Object pointing dataset rows:

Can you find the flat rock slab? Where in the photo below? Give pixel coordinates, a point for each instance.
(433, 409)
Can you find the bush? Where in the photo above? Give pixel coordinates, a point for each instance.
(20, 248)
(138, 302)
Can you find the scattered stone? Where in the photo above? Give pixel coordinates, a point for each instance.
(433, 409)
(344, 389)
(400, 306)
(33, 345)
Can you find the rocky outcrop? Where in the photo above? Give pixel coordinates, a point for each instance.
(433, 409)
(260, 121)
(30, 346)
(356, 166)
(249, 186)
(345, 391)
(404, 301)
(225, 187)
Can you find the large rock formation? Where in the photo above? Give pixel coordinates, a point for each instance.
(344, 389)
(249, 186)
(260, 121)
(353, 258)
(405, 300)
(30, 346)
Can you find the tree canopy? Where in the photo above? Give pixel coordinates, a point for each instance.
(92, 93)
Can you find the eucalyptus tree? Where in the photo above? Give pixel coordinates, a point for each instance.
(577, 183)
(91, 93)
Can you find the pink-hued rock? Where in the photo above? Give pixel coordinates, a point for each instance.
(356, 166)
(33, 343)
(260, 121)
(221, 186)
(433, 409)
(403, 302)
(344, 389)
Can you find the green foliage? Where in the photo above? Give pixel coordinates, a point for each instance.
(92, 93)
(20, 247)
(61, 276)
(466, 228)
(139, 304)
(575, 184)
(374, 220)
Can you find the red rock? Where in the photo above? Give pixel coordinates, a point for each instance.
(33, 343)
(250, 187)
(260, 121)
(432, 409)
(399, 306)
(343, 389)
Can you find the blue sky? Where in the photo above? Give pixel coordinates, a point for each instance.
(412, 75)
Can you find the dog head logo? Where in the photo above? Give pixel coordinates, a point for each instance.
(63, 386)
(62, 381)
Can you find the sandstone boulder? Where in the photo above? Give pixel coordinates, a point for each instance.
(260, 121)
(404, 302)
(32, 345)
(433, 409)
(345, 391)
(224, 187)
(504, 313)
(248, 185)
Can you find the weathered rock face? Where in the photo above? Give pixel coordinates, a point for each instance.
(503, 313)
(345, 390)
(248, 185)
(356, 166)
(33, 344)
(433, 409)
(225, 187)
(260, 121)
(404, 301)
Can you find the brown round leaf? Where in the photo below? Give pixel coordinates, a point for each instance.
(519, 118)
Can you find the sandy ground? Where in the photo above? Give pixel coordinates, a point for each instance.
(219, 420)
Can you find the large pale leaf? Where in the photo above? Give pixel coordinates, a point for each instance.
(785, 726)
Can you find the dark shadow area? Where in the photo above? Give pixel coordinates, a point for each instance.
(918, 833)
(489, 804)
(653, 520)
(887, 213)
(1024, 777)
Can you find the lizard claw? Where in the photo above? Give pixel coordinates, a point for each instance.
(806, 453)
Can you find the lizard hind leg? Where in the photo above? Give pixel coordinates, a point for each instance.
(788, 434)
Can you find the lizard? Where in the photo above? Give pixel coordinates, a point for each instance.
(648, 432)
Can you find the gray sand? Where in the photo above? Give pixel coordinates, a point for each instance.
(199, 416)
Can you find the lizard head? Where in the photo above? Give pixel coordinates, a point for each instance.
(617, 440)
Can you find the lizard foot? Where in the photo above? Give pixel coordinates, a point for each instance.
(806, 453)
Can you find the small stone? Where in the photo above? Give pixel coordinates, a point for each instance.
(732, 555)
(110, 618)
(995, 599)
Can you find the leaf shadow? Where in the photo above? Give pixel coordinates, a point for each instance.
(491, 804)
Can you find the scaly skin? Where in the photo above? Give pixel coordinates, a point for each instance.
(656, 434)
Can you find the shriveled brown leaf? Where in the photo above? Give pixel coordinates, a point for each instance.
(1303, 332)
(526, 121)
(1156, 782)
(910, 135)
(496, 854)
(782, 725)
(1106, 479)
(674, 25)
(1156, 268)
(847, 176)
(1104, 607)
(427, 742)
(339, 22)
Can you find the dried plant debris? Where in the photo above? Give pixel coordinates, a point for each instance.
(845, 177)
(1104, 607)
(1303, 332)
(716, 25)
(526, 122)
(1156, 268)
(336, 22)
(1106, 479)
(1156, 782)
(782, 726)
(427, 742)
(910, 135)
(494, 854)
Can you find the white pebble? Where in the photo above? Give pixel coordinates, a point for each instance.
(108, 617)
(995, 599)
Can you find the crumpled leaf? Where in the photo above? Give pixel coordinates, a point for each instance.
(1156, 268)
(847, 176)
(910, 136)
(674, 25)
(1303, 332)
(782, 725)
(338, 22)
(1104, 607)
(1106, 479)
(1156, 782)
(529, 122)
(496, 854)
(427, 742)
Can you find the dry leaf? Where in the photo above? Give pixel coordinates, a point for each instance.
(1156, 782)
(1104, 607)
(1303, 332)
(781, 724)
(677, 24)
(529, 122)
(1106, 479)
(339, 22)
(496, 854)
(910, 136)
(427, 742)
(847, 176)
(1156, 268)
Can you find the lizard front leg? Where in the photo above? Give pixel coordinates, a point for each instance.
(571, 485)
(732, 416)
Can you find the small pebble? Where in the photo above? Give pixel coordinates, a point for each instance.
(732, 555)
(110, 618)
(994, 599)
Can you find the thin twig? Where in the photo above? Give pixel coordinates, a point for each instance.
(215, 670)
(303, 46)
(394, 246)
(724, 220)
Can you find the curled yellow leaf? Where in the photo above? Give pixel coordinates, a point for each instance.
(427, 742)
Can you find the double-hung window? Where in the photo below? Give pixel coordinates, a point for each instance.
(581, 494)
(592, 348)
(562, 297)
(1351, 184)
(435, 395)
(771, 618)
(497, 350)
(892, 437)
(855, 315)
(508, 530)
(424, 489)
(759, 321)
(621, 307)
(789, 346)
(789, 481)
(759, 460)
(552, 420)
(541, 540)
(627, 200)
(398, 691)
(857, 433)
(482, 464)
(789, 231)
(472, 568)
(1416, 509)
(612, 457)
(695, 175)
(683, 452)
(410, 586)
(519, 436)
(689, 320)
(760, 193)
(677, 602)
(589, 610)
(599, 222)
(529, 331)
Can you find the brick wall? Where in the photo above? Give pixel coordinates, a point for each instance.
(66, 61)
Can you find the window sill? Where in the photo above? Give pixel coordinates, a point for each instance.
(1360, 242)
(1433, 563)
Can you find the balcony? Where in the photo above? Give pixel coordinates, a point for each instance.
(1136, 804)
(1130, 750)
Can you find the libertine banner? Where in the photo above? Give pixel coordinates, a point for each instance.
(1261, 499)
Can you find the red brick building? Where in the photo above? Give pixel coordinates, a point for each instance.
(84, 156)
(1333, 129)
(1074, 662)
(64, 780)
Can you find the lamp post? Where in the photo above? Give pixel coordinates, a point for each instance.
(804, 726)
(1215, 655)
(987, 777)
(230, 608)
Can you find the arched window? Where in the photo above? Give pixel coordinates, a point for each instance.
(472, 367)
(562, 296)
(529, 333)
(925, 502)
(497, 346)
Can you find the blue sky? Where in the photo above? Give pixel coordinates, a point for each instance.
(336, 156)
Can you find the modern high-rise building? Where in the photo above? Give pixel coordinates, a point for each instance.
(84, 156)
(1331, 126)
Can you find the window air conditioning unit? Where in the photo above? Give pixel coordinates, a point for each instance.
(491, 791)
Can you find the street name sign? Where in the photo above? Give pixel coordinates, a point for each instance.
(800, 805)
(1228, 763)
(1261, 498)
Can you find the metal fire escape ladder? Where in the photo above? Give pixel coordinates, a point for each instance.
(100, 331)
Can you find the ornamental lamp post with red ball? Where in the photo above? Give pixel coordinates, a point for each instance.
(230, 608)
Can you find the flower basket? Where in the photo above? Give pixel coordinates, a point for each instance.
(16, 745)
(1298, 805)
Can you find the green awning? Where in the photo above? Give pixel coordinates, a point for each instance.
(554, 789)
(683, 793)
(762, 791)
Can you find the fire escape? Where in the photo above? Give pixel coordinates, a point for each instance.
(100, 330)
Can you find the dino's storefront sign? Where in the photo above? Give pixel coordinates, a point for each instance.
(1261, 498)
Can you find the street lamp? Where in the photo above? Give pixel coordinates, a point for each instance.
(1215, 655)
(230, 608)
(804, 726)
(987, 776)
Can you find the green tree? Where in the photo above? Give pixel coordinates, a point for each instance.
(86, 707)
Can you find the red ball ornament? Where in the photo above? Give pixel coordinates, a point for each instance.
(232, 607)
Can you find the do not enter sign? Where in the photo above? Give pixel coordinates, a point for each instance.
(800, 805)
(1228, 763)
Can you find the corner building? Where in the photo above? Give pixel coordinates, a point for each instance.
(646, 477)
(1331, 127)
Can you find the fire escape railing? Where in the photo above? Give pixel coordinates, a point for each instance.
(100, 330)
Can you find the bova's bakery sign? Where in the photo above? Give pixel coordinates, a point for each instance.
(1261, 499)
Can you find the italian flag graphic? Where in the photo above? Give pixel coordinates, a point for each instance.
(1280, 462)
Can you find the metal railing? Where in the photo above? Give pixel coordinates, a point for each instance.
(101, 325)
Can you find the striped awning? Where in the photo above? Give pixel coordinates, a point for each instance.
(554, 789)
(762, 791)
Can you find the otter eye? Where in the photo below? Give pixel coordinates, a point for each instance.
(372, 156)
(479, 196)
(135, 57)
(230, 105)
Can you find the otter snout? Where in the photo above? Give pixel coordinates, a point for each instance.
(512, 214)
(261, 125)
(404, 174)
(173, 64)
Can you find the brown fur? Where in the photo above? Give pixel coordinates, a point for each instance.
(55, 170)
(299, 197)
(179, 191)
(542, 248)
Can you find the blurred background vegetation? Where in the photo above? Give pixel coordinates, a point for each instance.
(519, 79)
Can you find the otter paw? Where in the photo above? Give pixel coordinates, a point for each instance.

- What is required: Pull out the lines of the material unchanged, starting at the line with "Can you find the do not" and running through the final line of the material, both included.

- Task output:
Can you find the do not enter sign? Where in the photo above? Give pixel coordinates, a point for each instance.
(800, 805)
(1228, 763)
Can you find the corner building? Where in the photo above? Give pixel coordinates, a point for each instance.
(646, 477)
(1331, 127)
Can you find the fire escape railing? Where in the photo above? Give pixel coordinates, a point for each instance.
(100, 330)
Can you find the bova's bakery sign? Where in the photo above? Give pixel coordinates, a point for each instance.
(1261, 499)
Can you find the italian flag graphic? Where in the photo above? Give pixel coordinates, a point for each instance.
(1280, 462)
Can you find the metal railing? Where in the photo above? Give pixel coordinates, a point for each instance.
(101, 325)
Can you find the striped awning? Where in the photo above? Give pixel coordinates, a point for each instance.
(554, 789)
(762, 791)
Can you find the otter eye? Where in the photo below? Give pixel coordinates, a point for each instance.
(372, 156)
(479, 196)
(135, 57)
(230, 105)
Can you find the otter snout? Where in the photo above? Give pixel coordinates, a point for each instance.
(512, 214)
(261, 125)
(404, 174)
(173, 64)
Can you find the brown fur? Where in the photo above? Give pixel coordinates, a point for each instance.
(55, 170)
(299, 197)
(179, 191)
(542, 248)
Can you find the blurred background vegetation? Where in the photo above? Give pixel coordinates, a point for each instance.
(519, 79)
Can you find the otter paw? Where in the photo above? Give pixel coordinates, a point for each instance.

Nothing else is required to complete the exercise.